▸ **Description of the task**: When you write out the records, keep every line exactly as it is.

Material for this task START

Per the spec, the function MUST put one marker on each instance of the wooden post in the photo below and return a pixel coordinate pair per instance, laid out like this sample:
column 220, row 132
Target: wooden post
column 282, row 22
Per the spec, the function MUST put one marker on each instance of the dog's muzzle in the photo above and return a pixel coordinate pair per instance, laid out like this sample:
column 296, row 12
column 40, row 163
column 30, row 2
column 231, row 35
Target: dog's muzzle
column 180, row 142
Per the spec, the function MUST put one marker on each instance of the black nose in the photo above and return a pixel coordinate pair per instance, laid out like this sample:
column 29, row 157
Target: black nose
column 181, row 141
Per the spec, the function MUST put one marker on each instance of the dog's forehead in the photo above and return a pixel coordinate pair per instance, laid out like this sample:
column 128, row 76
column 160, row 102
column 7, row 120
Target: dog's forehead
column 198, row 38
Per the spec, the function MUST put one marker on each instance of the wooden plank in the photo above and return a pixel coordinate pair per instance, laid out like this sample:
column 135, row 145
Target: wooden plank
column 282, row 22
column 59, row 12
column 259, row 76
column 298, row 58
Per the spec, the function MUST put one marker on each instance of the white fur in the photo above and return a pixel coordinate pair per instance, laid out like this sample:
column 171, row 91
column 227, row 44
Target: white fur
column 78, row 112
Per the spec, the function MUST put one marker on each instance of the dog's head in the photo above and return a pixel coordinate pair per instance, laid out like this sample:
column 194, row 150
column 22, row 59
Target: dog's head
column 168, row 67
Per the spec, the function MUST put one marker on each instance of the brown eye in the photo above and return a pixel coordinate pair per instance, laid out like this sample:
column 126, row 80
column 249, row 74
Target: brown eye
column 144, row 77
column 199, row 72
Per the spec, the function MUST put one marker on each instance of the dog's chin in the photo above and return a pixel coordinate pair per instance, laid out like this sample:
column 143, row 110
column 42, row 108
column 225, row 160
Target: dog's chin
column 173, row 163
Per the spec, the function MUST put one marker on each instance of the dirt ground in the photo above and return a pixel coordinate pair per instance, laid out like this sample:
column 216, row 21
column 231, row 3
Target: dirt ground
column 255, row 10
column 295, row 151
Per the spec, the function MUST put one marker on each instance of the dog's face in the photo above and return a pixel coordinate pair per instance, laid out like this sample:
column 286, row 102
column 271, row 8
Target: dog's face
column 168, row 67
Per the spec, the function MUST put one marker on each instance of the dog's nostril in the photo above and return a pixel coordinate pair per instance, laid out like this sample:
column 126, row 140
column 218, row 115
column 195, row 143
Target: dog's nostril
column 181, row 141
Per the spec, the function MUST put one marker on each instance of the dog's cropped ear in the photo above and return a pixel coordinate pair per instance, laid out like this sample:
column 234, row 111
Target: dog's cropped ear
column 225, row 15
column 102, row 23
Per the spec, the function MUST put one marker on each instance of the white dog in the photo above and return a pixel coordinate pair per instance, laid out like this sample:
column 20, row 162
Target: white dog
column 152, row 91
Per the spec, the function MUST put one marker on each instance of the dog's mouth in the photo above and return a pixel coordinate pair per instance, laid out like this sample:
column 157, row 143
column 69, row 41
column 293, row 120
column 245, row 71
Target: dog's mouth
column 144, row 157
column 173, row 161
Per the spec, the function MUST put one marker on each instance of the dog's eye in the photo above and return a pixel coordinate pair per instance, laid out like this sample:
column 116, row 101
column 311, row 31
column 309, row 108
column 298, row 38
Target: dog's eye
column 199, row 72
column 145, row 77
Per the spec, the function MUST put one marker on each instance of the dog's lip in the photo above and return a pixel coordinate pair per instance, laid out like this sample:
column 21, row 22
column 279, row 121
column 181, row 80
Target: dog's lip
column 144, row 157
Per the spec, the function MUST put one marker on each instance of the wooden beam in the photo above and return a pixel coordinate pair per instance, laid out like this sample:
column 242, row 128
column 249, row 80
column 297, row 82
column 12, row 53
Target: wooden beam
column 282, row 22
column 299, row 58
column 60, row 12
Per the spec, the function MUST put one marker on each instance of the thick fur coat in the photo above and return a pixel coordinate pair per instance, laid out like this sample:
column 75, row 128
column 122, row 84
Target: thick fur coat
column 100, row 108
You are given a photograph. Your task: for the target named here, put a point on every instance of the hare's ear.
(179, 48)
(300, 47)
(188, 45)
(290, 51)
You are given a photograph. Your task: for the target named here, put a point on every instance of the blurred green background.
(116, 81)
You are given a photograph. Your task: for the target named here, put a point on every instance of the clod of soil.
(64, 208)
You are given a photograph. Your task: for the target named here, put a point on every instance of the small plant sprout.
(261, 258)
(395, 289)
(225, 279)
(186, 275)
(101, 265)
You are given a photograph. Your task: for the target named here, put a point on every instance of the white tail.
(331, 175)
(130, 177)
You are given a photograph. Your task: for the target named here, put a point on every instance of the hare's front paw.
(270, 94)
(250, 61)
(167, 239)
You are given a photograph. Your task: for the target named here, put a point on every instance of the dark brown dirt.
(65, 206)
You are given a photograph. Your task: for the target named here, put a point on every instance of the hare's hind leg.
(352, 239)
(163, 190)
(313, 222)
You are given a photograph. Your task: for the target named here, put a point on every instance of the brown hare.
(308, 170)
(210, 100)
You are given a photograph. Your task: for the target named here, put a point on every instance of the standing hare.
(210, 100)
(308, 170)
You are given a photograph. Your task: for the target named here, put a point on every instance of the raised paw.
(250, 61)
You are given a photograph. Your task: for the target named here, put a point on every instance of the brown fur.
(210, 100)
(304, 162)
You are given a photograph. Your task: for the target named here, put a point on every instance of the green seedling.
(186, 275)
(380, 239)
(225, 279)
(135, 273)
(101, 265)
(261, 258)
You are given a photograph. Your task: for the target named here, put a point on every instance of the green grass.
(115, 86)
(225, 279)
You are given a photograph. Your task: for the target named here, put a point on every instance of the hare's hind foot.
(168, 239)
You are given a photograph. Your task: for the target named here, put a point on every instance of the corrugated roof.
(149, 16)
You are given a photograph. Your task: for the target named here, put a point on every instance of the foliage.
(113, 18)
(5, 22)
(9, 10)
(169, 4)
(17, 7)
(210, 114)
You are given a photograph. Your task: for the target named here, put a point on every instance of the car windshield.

Material for this task END

▸ **Solution to this task**:
Per the spec, the function MUST put one marker on each instance of the wooden post in the photo below and return a pixel coordinate pair per instance, laid out like this sample:
column 220, row 132
Target: wooden post
column 282, row 22
Per the spec, the function MUST put one marker on each instance of the dog's muzzle in the photo above and return a pixel coordinate pair per instance, laid out like this sample:
column 296, row 12
column 40, row 163
column 30, row 2
column 231, row 35
Target: dog's muzzle
column 180, row 142
Per the spec, the function MUST put one marker on each instance of the black nose in the photo above and return a pixel coordinate pair per instance, laid out like this sample:
column 29, row 157
Target: black nose
column 181, row 141
Per the spec, the function MUST put one marker on each instance of the dog's forehead in the photo above and return a pixel coordinate pair per instance, laid out like this sample:
column 128, row 76
column 160, row 102
column 7, row 120
Target: dog's forehead
column 198, row 38
Per the spec, the function MUST put one marker on each instance of the wooden plank in the photo above and return a pixel coordinate pair per instance, laid out like this sample:
column 135, row 145
Target: wooden plank
column 282, row 22
column 59, row 12
column 259, row 76
column 298, row 58
Per the spec, the function MUST put one marker on each instance of the white fur in the photo above and return a pixel coordinate pair per instance, laid out like this sample:
column 171, row 91
column 227, row 44
Target: white fur
column 78, row 112
Per the spec, the function MUST put one marker on each instance of the dog's head in the photo above and return a pixel coordinate pair per instance, laid out like this sample:
column 194, row 150
column 22, row 59
Target: dog's head
column 168, row 67
Per the spec, the function MUST put one marker on each instance of the brown eye in the photo above and return a pixel coordinate pair per instance, laid out like this sample:
column 126, row 80
column 249, row 74
Target: brown eye
column 144, row 77
column 199, row 72
Per the spec, the function MUST put one marker on each instance of the dog's chin in the photo above and return a pixel coordinate pair per instance, laid out like this sample:
column 143, row 110
column 42, row 108
column 225, row 160
Target: dog's chin
column 173, row 163
Per the spec, the function MUST put one marker on each instance of the dirt ground in the photo above and return a pixel coordinate pair per instance, laid out like this sample:
column 216, row 21
column 231, row 3
Target: dirt ground
column 255, row 10
column 295, row 151
Per the spec, the function MUST put one marker on each instance of the dog's face in the photo above and return a pixel coordinate pair per instance, laid out like this sample:
column 286, row 102
column 271, row 8
Target: dog's face
column 168, row 67
Per the spec, the function MUST put one marker on each instance of the dog's nostril in the photo above and return a pixel coordinate pair per instance, laid out like this sample:
column 126, row 140
column 218, row 115
column 195, row 143
Target: dog's nostril
column 181, row 141
Per the spec, the function MUST put one marker on each instance of the dog's cropped ear in the photo above and return a pixel coordinate pair per instance, laid out like this sample:
column 234, row 111
Target: dog's cropped ear
column 225, row 15
column 102, row 23
Per the spec, the function MUST put one marker on each instance of the white dog in the photo above and return a pixel coordinate pair per instance, laid out like this sample:
column 20, row 162
Target: white dog
column 152, row 91
Per the spec, the function MUST put one marker on each instance of the dog's mouth in the photo above and return a pixel coordinate pair per instance, laid out like this sample:
column 157, row 143
column 69, row 41
column 293, row 120
column 245, row 71
Target: dog's mouth
column 144, row 157
column 173, row 161
Per the spec, the function MUST put one marker on each instance of the dog's eye in the photo above and return a pixel coordinate pair per instance, laid out like this sample:
column 116, row 101
column 311, row 31
column 309, row 108
column 298, row 38
Target: dog's eye
column 199, row 72
column 145, row 77
Per the spec, the function MUST put one marker on each instance of the dog's lip in the photo above and return a pixel coordinate pair per instance, laid out like this sample:
column 21, row 22
column 279, row 121
column 181, row 80
Target: dog's lip
column 144, row 157
Per the spec, the function MUST put one marker on each instance of the wooden beam in the photo above and return a pixel coordinate pair per instance, laid out like this sample:
column 242, row 128
column 249, row 80
column 297, row 82
column 12, row 53
Target: wooden beam
column 282, row 22
column 299, row 58
column 60, row 12
Per the spec, the function MUST put one marker on each instance of the thick fur coat in the photo above and return a pixel coordinate pair per instance, laid out like this sample:
column 75, row 128
column 122, row 84
Target: thick fur coat
column 100, row 108
You are given a photograph. Your task: for the target named here, put a point on every instance of the hare's ear.
(179, 48)
(300, 47)
(188, 45)
(290, 51)
You are given a photograph. Your task: for the target named here, put a point on every instance of the blurred green background.
(116, 81)
You are given a photograph. Your task: for the target named here, put a point on every instance of the clod of soil.
(64, 208)
You are given a photograph. Your task: for the target named here, put a point on every instance of the small plant sprout.
(261, 258)
(395, 289)
(225, 279)
(186, 275)
(101, 265)
You are given a photograph. Your task: for the target named here, put a point on every instance of the white tail.
(331, 175)
(130, 177)
You are given a photograph. Your task: for the target named here, put a point on every instance of the hare's front paw.
(270, 94)
(250, 61)
(167, 239)
You are given a photograph. Your task: for the target named here, put a point on every instance of the dark brown dirt.
(65, 206)
You are given a photograph. Your task: for the target named here, put a point on every instance of the hare's hind leg.
(352, 239)
(163, 190)
(313, 222)
You are given a photograph. Your task: for the target named here, put a point on every instance of the brown hare.
(308, 170)
(210, 100)
You are given a photograph. Your task: for the target named here, put a point on every instance of the standing hare.
(210, 100)
(308, 170)
You are given a photograph. Your task: for the target named here, put a point on every instance of the raised paw.
(250, 61)
You are given a photograph. Your task: for the target named here, put a point on every instance of the brown fur.
(210, 100)
(304, 162)
You are given a photograph. Your task: for the target named here, put a point on every instance of the green seedling.
(186, 275)
(380, 239)
(225, 279)
(135, 273)
(101, 265)
(261, 258)
You are given a photograph. Your task: for the target named here, put a point on every instance of the green grass.
(115, 86)
(225, 279)
You are given a photograph. Your task: for the target named here, put a point on every instance of the hare's hind foot.
(168, 239)
You are given a photograph. Your task: for the target named here, put a point on every instance of the corrugated roof.
(149, 16)
You are given a photograph. Your task: for the target named here, put a point on every instance of the foliage.
(113, 18)
(5, 22)
(9, 10)
(169, 4)
(17, 7)
(210, 114)
You are given a photograph. Your task: for the target named here, put a point on every instance of the car windshield.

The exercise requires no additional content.